**PAGE TEXT**.
══════════

A juror will not be heard directly or indirectly to impeach his verdict.

[Ed. Note.-For cases in point, see Cent. Dig. vol. 46, Trial, § 813.]

(Syllabus by the Court.)

Error from City Court of Atlanta; H. M. Reid, Judge.

Action by the Cable Company against W. B. Walker. Judgment for defendant, and plaintiff brings error. Affirmed.

In March, 1903, Walker purchased a piano from the Cable Company, and signed a writ ten contract agreeing to pay $365 in monthly installments for the same. Upon the delivery of the piano, Walker made some objection to the instrument that was delivered, and in February, 1904, he wrote to the Cable Company, claiming that they had violated certain "precontract representations made by the agents of said company," and that he would not make further payments on the same. In May, 1904, the Cable Company filed a declaration in attachment to recover the balance of the purchase price, $335. The defendant in his answer and amendment thereto alleged that the piano delivered by the company was not the one contracted for, but was a greatly inferior instrument. Defendant also charged that plaintiff had altered the written contract, and that said contract was void because of said breaches by plaintiff. The evidence was conflicting, and the jury found for the defendant. The plaintiff moved for a new trial on the general grounds, and further complained that the court erred in permitting Mrs. Walker, a witness for the defendant, to testify as to a conversation that she had with Mr. Wells, a salesman of the plaintiff company, in which Wells made certain promises to the witness in regard to the piano. The objection to this evidence was "the lack of authority on the part of Wells to represent the company." The plaintiff also alleged that the jury was not impartial, and introduced an affidavit of one of

the jurors setting up an alleged improper act on the part of another juror during the consideration of the case, which affidavit the court rejected. The motion for a new trial was overruled, and the plaintiff excepted.

Joseph W. & John D. Humphries, for plaintiff in error. O. E. & M. C. Horton, for defendant in error.

BECK, J. (after stating the facts). 1. It was not error for the trial court to permit Mrs. Walker, the wife of the defendant, to testify that, when the plaintiff delivered at the residence of the defendant a certain piano, she immediately called up the plaintiffs, asking for Mr. Wilkins (a salesman of the plaintiff) and that Wells answered the telephone, stating that Mr. Wilkins was out of town, and that she then told Mr. Wells that the piano delivered was not the instrument purchased, and that he replied that, if there was any mistake at all they would make it alright, and that she then insisted on his taking the piano back and not leaving it at the residence of the defendant, but he (Wells) insisted that the piano be left at the residence and that it would be no trouble to come out and select the one she really bought, and that, when Mr. Wilkins came back, if a mistake had been made and the wrong plano sent, he would gladly send the right one. The objection urged was that the conversation, of which the foregoing is the substance, between Mrs. Walker and Mr. Wells "was inadmissible for lack of authority on the part of Wells to represent the company as claimed." We are of the opinion, however, that facts were in proof from which the jury would have been authorized to infer that Wells did have authority to make the statements, representations, and agreements alleged to have been made by him, for Mrs. Walker had testified that, while at the plaintiff's store where the piano was purchased, she had seen Wells there waiting on customers and showing pianos, and that, though she had begun negotiations for the purchase of an instrument with Wilkins, another salesman, she had finished with Wells. Though the testimony of other witnesses was in sharp conflict with this testimony of Mrs. Walker, it was for the jury to determine whether her account of what transpired was true, and, as they evidently did accept it as the truth of the matter, they could infer that, relatively to the sale of the piano and the delivery of the one alleged to have been purchased, Wells was the agent of the plaintiff, and all that he said in the above conversation over the telephone were sayings of an agent dum fervet opus, and within the scope of his employment.

══════════

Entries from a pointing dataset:

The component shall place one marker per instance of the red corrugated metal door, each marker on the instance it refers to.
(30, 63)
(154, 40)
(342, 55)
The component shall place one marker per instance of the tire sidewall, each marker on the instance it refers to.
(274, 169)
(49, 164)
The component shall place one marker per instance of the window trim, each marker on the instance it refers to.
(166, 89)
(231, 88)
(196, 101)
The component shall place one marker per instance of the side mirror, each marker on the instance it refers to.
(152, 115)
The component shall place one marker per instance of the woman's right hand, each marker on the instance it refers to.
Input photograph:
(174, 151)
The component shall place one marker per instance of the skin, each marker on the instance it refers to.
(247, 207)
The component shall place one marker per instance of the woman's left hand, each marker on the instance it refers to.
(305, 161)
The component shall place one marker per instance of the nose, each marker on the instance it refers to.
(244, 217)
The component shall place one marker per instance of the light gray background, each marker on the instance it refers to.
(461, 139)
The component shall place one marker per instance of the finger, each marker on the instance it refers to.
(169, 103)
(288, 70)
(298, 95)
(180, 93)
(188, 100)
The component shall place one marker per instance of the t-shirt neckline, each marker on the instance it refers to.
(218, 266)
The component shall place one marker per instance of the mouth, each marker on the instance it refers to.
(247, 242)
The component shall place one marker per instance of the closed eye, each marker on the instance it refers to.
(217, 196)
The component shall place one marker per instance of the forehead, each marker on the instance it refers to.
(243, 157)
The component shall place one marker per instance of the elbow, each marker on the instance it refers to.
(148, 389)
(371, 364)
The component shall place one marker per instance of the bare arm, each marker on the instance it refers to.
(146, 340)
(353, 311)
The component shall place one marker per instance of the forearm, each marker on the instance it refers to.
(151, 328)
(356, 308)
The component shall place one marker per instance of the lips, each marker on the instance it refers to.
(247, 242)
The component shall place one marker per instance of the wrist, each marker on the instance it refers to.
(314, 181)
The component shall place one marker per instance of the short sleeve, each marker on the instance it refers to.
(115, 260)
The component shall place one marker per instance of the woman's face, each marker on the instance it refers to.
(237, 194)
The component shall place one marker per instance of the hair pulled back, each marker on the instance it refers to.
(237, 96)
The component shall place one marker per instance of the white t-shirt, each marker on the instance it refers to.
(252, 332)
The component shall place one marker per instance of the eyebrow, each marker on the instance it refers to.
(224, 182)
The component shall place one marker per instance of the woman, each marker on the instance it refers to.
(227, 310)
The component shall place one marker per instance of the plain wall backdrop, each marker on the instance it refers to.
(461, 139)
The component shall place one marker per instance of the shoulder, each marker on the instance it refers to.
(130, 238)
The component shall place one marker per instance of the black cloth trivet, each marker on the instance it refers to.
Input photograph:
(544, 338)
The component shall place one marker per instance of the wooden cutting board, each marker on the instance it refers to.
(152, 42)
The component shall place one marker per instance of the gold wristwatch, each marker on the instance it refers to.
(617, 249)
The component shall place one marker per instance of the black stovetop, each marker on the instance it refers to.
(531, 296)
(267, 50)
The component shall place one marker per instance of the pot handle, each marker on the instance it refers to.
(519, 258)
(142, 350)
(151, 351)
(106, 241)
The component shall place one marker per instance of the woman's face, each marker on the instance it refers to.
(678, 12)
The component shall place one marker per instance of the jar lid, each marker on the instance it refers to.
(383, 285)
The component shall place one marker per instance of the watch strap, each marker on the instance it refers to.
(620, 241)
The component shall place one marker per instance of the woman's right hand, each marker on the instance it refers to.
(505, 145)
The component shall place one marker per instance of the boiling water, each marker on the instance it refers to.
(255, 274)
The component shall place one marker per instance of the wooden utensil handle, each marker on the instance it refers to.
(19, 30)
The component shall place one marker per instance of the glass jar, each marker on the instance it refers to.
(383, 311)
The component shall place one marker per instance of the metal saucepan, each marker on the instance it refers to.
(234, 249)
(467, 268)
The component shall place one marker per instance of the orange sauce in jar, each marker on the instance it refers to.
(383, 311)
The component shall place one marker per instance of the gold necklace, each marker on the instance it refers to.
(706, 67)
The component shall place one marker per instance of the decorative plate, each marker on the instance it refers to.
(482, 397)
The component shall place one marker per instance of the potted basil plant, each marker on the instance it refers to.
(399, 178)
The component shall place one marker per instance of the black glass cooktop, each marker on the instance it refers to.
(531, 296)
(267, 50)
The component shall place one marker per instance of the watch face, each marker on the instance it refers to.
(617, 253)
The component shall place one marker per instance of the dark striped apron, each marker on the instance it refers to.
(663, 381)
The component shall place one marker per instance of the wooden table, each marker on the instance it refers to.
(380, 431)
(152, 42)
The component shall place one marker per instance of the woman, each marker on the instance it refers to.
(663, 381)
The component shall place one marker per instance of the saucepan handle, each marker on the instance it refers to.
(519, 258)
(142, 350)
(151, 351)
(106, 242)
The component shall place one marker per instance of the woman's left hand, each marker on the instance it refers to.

══════════

**PROBLEMS TO SOLVE**.
- A) Reproduce the passage of the court opinion starting at "Error from City" and ending at "brings error. Affirmed.".
- B) Answer these questions from the court opinion.
(i) What total amount did Walker agree in the written contract to pay for the piano?
(ii) Whose affidavit did the plaintiff introduce to show the jury was not impartial?
(iii) Who appeared for the plaintiff in error?
- C) Write the next part of the court opinion on the piano sale, starting after its final sentence.

**TASK RESPONSES**.
- A)
Error from City Court of Atlanta; H. M. Reid, Judge.

Action by the Cable Company against W. B. Walker. Judgment for defendant, and plaintiff brings error. Affirmed.

- B)
(i) $365, in monthly installments.
(ii) An affidavit of one of the jurors.
(iii) Joseph W. & John D. Humphries.

- C)
2. The jury rendered a verdict for the defendant "on the plea of the rescission of the contract." As a matter of strict law, there was no plea of rescission. But the defendant did plead that the company' had never delivered the instrument purchased by him; that it

had delivered a totally different instrument, far inferior to the one contracted for; that objections were made by defendant to its delivery at his residence; that he had objected to its remaining there; that he had persistently demanded that it be carried back; and that it was only permitted to remain while it was there upon plaintiff's assurance that “everything should be made eutirely satisfactory." The defense was really not a repudiation of the contract, but a contention that plaintiff had never complied with the contract. And, giving the verdict a reasonable construction in view of the pleadings and the evidence, the finding of the jury was in favor of that plea, although they called it a "plea of rescission." Such was the view of the trial judge as set forth in his order overruling the motion for a new trial.

3. The last ground of the motion for a new trial complains that the jury was not impartial. Movant attached an affidavit of one of the jurymen by which it was sought to prove the facts upon which this ground was based. But, as has been uniformly held, a juror will not be heard to impeach his verdict.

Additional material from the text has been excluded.